> Referring expression data:
• • •

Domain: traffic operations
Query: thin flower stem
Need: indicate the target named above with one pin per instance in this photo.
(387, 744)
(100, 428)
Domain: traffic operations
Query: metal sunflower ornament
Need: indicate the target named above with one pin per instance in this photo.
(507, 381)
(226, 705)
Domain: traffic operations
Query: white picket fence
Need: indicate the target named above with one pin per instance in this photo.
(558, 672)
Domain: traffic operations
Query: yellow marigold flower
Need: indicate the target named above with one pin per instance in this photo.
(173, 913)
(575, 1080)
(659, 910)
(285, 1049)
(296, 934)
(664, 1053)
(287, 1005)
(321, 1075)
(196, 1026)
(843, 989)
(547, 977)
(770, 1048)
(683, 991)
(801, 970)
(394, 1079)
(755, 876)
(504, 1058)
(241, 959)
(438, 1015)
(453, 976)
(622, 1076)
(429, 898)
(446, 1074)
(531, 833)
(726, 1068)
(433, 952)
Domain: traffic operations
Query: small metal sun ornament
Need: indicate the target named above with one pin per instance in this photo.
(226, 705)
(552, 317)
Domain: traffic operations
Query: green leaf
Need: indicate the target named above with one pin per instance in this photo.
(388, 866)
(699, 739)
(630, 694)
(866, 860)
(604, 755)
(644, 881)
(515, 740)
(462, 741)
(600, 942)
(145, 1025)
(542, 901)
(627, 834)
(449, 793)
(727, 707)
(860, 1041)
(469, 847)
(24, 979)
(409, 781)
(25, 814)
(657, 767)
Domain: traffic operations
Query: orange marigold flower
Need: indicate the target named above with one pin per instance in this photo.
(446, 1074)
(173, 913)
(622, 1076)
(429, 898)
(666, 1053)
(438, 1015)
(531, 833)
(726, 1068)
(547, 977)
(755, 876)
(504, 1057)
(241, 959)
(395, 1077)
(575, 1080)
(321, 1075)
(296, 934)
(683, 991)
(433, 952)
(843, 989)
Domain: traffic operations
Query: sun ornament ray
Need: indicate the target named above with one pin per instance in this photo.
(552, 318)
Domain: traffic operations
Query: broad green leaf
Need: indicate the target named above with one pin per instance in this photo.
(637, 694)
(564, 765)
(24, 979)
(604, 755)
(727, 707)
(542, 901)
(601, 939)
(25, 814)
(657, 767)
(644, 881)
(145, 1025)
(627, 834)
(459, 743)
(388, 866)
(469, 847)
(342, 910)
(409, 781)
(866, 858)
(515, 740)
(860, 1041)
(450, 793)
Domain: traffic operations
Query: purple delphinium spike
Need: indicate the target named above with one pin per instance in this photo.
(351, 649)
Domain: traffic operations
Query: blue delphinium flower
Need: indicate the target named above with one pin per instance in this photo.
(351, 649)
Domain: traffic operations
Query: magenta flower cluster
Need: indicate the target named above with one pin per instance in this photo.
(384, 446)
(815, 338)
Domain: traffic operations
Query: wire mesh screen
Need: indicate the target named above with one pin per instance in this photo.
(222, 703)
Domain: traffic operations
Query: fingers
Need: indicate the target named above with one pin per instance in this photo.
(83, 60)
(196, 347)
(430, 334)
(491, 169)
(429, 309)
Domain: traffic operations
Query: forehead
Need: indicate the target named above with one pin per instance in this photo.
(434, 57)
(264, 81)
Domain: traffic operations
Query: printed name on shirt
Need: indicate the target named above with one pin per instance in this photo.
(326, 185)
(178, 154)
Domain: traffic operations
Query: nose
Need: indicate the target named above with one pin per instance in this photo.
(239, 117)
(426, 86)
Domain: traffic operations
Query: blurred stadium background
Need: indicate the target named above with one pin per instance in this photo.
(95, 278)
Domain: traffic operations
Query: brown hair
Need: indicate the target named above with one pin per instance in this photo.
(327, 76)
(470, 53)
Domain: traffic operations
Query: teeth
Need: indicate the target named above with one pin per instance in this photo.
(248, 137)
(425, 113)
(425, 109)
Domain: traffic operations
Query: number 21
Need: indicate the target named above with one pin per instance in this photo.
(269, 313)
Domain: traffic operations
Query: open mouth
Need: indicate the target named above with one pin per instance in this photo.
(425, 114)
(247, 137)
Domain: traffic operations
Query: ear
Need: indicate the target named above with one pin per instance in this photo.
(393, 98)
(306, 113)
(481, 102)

• • •

What is wanted is every line from the first line of the entries through the line that contains "Query: yellow marigold flower", given again exactly.

> Answer to this problem:
Domain: traffic operations
Query: thin flower stem
Need: indicate the target named above with one pin per instance in this photo.
(387, 744)
(100, 428)
Domain: traffic operations
Query: metal sunflower ornament
Need: indicate the target named above with one pin per instance in this photo.
(507, 381)
(226, 705)
Domain: traffic operations
Query: white picket fence
Need: indicate the target named above with one pin per instance in this photo.
(558, 672)
Domain: traffic operations
Query: yellow marigold flower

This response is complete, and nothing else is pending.